━━━ Excerpted records

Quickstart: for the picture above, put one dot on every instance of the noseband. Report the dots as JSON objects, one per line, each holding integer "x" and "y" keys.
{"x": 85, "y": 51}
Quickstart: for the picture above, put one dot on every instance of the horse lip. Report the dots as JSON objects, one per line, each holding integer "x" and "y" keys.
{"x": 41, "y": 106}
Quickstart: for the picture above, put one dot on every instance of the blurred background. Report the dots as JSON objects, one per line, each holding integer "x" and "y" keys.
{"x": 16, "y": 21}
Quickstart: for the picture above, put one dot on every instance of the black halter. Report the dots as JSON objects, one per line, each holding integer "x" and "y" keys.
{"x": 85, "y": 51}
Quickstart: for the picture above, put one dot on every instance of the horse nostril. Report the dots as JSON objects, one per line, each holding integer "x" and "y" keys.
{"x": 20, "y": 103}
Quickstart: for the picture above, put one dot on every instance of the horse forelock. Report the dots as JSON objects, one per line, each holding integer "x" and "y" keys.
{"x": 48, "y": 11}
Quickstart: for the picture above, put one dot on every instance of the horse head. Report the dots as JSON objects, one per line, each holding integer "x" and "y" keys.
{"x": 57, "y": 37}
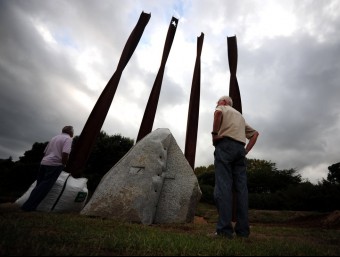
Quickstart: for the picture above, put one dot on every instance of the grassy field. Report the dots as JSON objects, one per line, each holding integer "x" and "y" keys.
{"x": 273, "y": 233}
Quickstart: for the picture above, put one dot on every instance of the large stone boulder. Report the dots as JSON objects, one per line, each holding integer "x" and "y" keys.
{"x": 152, "y": 183}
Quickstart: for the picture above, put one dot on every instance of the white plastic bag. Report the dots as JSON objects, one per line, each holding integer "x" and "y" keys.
{"x": 68, "y": 194}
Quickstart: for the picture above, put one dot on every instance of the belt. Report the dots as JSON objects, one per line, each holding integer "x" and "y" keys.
{"x": 232, "y": 139}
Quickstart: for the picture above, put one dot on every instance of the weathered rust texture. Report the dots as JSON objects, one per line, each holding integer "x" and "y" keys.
{"x": 87, "y": 138}
{"x": 234, "y": 91}
{"x": 151, "y": 107}
{"x": 194, "y": 106}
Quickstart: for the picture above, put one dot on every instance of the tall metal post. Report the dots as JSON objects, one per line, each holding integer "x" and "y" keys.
{"x": 234, "y": 93}
{"x": 151, "y": 107}
{"x": 87, "y": 138}
{"x": 193, "y": 112}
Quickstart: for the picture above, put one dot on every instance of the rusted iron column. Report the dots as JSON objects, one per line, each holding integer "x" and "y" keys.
{"x": 234, "y": 90}
{"x": 194, "y": 107}
{"x": 234, "y": 93}
{"x": 87, "y": 138}
{"x": 151, "y": 107}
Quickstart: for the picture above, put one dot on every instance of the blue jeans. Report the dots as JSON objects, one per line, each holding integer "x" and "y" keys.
{"x": 47, "y": 176}
{"x": 230, "y": 173}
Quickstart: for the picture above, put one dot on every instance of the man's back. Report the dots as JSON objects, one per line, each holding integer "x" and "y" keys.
{"x": 53, "y": 153}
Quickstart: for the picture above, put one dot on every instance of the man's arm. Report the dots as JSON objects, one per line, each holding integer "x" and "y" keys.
{"x": 64, "y": 158}
{"x": 251, "y": 142}
{"x": 216, "y": 126}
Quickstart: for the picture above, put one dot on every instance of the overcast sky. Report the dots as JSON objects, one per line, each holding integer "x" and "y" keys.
{"x": 56, "y": 58}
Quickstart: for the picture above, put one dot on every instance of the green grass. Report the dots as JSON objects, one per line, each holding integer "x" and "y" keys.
{"x": 47, "y": 234}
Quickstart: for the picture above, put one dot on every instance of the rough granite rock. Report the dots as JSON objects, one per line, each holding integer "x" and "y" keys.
{"x": 152, "y": 183}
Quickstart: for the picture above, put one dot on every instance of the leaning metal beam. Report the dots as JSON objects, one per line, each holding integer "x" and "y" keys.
{"x": 194, "y": 105}
{"x": 234, "y": 91}
{"x": 87, "y": 138}
{"x": 151, "y": 107}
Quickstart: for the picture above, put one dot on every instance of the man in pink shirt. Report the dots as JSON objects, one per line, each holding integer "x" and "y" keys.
{"x": 54, "y": 161}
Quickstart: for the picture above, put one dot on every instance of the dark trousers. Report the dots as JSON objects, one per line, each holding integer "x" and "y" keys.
{"x": 47, "y": 176}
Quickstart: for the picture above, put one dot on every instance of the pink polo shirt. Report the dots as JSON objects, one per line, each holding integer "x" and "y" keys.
{"x": 56, "y": 147}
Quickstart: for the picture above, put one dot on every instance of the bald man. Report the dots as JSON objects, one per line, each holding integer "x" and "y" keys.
{"x": 54, "y": 161}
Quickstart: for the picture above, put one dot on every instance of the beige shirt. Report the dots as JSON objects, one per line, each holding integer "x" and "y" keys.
{"x": 233, "y": 124}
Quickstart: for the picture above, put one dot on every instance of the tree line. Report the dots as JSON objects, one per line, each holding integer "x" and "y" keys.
{"x": 269, "y": 188}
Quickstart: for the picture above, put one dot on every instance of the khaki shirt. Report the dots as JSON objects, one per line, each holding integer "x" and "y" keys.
{"x": 233, "y": 124}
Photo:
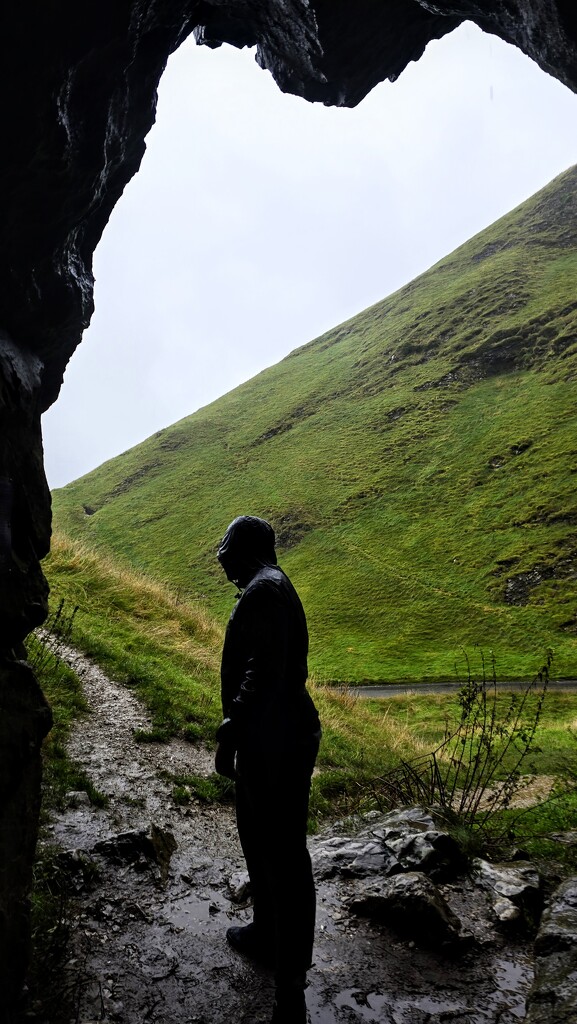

━━━━━━

Return the stretch from the line that contains "of the tree" through the end of the records, copied exactly, with the pictures left out.

• Final answer:
Quickstart: for the picture above, put one dot on every instance of the tree line. Report the dots as JSON objects, one per line, each holding integer "x" and "y" keys.
{"x": 269, "y": 188}
Quickstart: for the picture above, put one dot on every instance of the khaki shirt. Report the dots as JSON objects, one per line, each holding integer "x" and "y" keys.
{"x": 233, "y": 124}
Photo:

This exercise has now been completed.